Der Zwoneuner-Biturbo war ja bisher schon ein reichlich mächtiges Aggregat. Mit einer Leistungsentfaltung wie an der Schnur gezogen. Aber der charismatischste Geselle war er jetzt nicht unbedingt. Es mangelte an Form und Ausdruck. Das Klang-Tuning wirkt da wie ein Intensiv-Kurs in der Schauspielschule.

Schneller ist er auch geworden. Geringfügig. Das dürfte an der fetzigeren Abstufung von Motorsteuerung und 8-Gang-Automatik liegen. Die 0-100 km/h gehen jetzt in 3,9 Sekunden, die Spitze beträgt maximal 290 km/h. 0,2 Sekunden beziehungsweise 10 km/h schneller als bisher möglich. Und erstmals geht ein (serienmäßiger) RS 4 in weniger als 4 Sekunden auf 100. Jubel und Ekstase in sämtlichen RS-Foren.

Beim Getriebe fällt auf, dass es selbst unter höherer Belastung auf dem Track eine ziemlich solide Figur abgab und nicht mit Verzögerungen nervte. Außerdem hat man dem ZF-Kasten im Dynamic-Modus deutlich mehr Kawumms und Rabiatheit in die Gangwechsel gecodet. Das knallt jetzt spürbar mehr als bisher und verhilft dem Antrieb natürlich ebenfalls zu mehr Charme.

Pah, und das Wichtigste hätte ich fast noch vergessen: Im manuellen Modus hält das Ding jetzt die Gänge. Nein, wirklich. Es ist passiert. Hat ja nur knapp 10 Jahre gedauert. 

Bewegt sich das Auto denn noch so steril?

Wenn ich mich recht erinnere, dann bewegte sich der RS 4 Avant bei den letzten Tests überhaupt nicht steril. Er war halt kein reifengrillender AMG C 63 oder BMW M3, sondern eher neutral unterwegs. Neutral heißt nicht automatisch langweilig. Aber "nicht langweilig" heißt ja nicht automatisch, dass es nicht auch amüsanter geht.

++++++++

* Aufgaben *
(a) In welcher Zeit beschleunigt der RS 4 laut dem Text über den RS 4 jetzt von 0 auf 100 km/h?
(b) Setze den Text über den RS 4 nach seinem letzten Satz fort.

* Datenauszug *

++++++++

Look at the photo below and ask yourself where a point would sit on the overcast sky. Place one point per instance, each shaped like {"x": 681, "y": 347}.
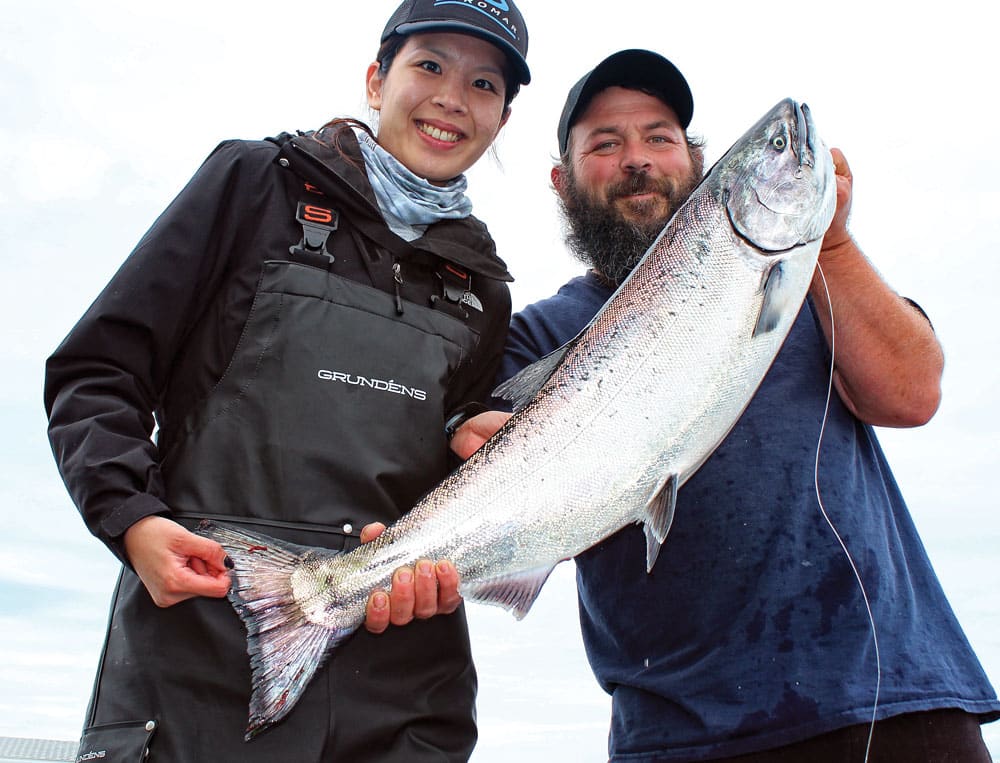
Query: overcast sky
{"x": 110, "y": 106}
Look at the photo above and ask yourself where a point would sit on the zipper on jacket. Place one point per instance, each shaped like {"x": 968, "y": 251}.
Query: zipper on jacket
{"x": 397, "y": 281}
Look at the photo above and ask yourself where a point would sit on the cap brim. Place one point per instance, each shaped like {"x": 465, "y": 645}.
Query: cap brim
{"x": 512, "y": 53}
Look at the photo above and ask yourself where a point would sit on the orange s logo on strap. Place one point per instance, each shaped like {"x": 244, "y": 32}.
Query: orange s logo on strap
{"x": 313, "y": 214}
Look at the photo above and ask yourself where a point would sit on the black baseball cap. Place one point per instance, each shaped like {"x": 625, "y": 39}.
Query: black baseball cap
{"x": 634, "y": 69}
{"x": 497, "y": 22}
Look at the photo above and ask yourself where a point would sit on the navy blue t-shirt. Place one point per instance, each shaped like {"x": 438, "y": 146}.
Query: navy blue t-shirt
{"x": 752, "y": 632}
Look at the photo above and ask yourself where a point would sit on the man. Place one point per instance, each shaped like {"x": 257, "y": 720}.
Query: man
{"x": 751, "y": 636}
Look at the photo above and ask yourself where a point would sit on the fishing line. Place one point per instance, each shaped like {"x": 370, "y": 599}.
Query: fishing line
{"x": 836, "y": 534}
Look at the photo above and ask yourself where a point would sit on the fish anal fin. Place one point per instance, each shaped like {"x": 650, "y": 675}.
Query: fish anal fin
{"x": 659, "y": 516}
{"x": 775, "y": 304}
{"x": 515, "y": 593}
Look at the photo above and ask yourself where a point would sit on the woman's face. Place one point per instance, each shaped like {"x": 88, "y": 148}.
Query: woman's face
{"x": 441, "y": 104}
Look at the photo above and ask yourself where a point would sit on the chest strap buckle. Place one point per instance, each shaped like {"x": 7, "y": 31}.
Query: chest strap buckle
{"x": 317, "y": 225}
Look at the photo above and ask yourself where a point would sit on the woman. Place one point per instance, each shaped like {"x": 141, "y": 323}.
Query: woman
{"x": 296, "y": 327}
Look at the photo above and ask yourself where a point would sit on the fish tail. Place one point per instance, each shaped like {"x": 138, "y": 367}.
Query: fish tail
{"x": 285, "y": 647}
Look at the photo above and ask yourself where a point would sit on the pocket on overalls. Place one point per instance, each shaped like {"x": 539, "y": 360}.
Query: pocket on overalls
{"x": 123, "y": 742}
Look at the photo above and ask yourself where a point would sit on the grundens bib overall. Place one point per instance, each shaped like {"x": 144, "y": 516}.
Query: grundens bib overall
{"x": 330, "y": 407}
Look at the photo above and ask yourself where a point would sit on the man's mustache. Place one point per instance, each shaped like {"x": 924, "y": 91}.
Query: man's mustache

++++++++

* Ergebnisse *
(a) In 3,9 Sekunden.

(b)
Amüsanter heißt in diesem Fall mehr Schneid beim Einlenken, noch weniger Untersteuertendenz (danke PZero Corsa) und mehr Unterstützung aus dem Heckabteil in allen Bereichen der Kurve. Es klingt ja immer so fürchterlich abgedroschen, wenn die 500ste Pressemitteilung innerhalb eines Monats von einer "heckbetonteren Auslegung" schwafelt, aber in diesem Fall ist wirklich was dran. Und die Arbeit am Hinterachs-Differenzial macht den RS 4 (und natürlich auch die RS 5en) ein sehr willkommenes Stück lebendiger und spielfreudiger. 

Audi RS 4 Competition Plus (2022) im Test

Wir wollen in diesem Zusammenhang nicht übermütig werden, auch das Competition Plus-Paket macht die Autos nicht über Nacht zu hemmungslosen Driftschleudern. Aber es ist eine deutlich gesteigerte Eindreh-Tendenz zu erkennen und das Auto reagiert wesentlich spontaner und beherzter auf Lastwechsel. Das ist einer der entscheidenden Punkte des Paketes und es hebt den RS 4 in puncto Fahrspaß auf das nächste Level.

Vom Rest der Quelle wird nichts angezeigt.